**RECORDS FOR THIS TASK**
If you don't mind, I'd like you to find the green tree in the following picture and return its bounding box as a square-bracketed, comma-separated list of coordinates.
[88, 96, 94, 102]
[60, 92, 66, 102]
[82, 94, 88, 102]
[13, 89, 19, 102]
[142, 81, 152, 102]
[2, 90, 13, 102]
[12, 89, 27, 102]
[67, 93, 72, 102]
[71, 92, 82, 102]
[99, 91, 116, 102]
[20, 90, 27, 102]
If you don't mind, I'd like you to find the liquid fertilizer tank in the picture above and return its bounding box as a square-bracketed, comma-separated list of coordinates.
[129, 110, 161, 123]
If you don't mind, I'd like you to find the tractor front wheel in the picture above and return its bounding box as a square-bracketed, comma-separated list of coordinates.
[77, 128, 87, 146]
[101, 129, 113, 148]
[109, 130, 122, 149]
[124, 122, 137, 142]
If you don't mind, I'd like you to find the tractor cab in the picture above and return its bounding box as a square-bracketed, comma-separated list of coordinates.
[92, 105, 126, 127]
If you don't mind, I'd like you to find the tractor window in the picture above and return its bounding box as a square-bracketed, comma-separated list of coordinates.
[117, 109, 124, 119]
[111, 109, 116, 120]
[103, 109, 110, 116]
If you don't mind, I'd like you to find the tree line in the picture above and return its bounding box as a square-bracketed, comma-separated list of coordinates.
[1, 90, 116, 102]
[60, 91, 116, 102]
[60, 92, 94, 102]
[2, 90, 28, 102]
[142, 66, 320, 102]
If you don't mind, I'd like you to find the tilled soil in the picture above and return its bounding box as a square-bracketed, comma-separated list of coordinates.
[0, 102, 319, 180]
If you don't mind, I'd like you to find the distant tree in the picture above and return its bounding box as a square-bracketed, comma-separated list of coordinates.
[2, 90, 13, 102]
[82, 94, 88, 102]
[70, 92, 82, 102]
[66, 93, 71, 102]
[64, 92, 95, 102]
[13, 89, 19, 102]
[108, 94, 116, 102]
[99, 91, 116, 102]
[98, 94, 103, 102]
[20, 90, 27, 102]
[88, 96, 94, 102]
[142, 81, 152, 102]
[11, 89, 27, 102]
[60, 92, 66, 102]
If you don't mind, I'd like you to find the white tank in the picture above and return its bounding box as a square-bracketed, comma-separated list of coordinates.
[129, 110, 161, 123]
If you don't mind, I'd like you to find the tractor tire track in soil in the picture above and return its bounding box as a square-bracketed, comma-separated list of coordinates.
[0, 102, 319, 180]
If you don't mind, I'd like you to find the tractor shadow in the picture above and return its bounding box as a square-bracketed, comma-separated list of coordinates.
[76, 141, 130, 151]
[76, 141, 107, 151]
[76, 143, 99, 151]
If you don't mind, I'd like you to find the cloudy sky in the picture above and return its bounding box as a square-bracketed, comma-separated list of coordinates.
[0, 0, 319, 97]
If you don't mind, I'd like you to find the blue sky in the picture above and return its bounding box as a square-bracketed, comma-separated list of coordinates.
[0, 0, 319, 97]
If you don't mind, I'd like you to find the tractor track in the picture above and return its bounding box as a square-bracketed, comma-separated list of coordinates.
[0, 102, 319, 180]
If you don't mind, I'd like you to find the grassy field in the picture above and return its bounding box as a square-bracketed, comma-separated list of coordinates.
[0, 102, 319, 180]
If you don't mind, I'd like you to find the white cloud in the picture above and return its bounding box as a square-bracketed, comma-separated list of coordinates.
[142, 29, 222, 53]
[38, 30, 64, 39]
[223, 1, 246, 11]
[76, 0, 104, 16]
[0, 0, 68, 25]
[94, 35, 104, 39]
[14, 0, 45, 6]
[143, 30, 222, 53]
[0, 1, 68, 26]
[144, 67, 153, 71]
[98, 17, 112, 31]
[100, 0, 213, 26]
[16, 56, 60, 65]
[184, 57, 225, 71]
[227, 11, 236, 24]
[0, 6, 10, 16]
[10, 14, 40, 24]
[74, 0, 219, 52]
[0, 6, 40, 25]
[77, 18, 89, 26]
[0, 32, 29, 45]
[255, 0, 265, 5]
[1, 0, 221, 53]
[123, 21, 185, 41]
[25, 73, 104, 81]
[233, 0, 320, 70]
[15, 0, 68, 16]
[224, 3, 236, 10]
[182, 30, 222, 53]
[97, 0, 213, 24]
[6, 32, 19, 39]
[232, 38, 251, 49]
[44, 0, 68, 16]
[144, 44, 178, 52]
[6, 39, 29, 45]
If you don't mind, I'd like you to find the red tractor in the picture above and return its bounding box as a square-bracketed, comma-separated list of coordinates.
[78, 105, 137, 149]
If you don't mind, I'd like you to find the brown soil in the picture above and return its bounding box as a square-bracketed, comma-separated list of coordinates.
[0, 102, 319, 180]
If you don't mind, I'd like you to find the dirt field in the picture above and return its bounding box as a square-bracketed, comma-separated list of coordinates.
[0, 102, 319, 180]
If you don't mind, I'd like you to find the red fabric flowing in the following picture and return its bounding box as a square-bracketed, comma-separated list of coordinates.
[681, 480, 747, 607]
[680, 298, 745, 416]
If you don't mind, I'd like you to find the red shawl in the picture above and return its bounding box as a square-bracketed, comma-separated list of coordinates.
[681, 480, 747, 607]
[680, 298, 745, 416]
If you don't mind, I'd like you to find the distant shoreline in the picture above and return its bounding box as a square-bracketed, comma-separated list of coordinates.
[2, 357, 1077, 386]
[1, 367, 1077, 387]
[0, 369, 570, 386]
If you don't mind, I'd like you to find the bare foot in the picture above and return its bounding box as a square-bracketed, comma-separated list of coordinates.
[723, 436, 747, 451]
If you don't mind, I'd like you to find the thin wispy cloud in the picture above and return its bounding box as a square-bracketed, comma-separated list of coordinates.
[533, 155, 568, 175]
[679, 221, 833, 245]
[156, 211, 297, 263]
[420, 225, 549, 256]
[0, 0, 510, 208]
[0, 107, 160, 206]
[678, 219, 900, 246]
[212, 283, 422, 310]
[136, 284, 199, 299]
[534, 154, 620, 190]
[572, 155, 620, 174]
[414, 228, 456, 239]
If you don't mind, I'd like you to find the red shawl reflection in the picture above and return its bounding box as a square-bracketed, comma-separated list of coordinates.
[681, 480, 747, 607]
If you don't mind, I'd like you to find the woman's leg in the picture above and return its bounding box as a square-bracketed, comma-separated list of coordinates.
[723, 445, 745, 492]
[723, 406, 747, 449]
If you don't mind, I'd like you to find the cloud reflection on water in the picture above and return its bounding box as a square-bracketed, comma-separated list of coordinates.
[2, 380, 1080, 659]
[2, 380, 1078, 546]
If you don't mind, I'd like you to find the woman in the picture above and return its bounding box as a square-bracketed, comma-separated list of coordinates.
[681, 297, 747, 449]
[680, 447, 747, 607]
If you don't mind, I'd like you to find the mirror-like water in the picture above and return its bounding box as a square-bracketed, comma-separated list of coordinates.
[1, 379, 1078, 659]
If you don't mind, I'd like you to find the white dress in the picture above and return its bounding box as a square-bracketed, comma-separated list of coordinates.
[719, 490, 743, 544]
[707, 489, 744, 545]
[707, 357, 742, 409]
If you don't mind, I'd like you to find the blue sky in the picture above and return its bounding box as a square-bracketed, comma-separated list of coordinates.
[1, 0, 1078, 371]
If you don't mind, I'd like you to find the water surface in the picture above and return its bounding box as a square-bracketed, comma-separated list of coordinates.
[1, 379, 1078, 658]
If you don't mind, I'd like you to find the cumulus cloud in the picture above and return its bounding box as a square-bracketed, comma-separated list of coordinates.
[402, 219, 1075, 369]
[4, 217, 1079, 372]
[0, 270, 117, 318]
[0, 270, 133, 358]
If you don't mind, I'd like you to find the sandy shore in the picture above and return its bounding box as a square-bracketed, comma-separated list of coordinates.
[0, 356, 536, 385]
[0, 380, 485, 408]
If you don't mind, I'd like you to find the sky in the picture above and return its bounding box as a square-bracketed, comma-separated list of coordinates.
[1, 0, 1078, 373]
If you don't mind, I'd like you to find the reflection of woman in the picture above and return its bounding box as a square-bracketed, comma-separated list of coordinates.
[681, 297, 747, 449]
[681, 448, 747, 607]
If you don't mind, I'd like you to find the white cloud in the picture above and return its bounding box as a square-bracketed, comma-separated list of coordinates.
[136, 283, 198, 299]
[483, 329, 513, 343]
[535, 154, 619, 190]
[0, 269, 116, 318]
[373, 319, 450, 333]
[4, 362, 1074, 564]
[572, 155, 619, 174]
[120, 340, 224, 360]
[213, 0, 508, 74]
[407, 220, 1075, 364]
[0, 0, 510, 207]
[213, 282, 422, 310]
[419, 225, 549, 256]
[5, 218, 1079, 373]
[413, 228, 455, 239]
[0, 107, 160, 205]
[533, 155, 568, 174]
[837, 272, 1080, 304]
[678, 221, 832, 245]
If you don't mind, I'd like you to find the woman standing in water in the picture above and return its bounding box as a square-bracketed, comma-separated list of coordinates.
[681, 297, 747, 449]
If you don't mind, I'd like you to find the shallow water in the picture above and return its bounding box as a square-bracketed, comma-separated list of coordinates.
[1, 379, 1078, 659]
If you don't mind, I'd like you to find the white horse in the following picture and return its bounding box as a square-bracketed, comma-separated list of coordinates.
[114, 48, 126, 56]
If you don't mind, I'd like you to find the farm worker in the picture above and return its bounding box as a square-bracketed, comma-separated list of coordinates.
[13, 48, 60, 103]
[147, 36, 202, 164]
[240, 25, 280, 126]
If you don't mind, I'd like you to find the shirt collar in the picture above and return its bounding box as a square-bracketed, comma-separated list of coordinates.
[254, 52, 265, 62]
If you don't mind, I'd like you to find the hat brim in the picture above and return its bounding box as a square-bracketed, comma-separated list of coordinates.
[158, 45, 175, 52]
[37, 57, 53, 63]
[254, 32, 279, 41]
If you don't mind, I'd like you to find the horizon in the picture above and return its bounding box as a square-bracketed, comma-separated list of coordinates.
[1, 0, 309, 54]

**TASK BRIEF**
Exact copies of the line containing "If you don't mind, I'd like you to find the hat" and of every line after it through the end of the entries are all that should be output.

**OUTPUT**
If you don't mind, I'd like you to find the hat brim in the picture above and return its bounding box as a square-bracketed, comma-separated list of coordinates.
[158, 45, 175, 52]
[37, 57, 53, 63]
[254, 32, 279, 41]
If you don't mind, I'd like you to find the horizon in the picture above and return its bounding box as a square-bracketed, comma-separated list of coordinates.
[1, 0, 309, 54]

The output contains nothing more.